• Problem to work on: When you spot the word "golfer" in a line of the data below, copy that line.
*** Records to use ***
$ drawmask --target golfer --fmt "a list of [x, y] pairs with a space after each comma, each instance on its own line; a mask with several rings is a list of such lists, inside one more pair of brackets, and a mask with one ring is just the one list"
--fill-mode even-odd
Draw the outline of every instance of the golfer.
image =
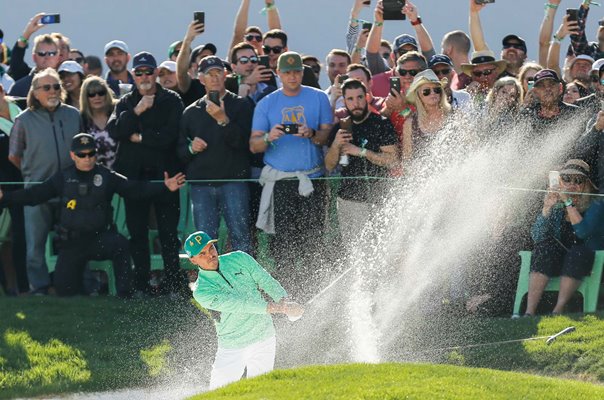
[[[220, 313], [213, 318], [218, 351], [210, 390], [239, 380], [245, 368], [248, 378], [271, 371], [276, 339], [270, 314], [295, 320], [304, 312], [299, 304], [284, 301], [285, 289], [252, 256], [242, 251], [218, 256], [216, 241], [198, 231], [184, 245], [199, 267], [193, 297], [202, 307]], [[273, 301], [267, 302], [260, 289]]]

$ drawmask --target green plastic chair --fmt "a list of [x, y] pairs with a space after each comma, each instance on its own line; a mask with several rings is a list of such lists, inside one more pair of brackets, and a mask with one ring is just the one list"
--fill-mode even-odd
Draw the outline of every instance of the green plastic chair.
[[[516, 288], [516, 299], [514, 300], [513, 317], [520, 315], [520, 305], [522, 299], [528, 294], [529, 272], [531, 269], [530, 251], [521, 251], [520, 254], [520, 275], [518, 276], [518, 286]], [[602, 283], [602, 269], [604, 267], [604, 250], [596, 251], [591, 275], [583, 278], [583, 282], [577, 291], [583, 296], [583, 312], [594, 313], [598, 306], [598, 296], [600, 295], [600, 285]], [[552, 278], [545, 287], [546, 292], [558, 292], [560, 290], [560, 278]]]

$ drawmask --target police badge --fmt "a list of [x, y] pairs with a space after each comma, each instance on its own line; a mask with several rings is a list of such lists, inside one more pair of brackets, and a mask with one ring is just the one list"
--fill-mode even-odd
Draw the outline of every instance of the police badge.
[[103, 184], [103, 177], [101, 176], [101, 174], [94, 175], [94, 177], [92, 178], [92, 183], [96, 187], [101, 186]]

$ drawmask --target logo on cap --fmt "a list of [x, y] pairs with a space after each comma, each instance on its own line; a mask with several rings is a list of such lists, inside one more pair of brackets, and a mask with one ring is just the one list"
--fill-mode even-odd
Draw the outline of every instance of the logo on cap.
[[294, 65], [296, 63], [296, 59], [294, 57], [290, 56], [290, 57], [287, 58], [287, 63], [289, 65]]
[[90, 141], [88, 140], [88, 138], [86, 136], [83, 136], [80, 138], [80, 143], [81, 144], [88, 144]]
*** End of Records to use ***
• Exercise response:
$ drawmask --target golfer --fmt "a list of [x, y] pairs with a space after each comma, each instance on its own line; a mask with several rings is a list of such lists, inside one more pair of brackets, and a mask with one ring is just the one list"
Draw the outline of every instance of the golfer.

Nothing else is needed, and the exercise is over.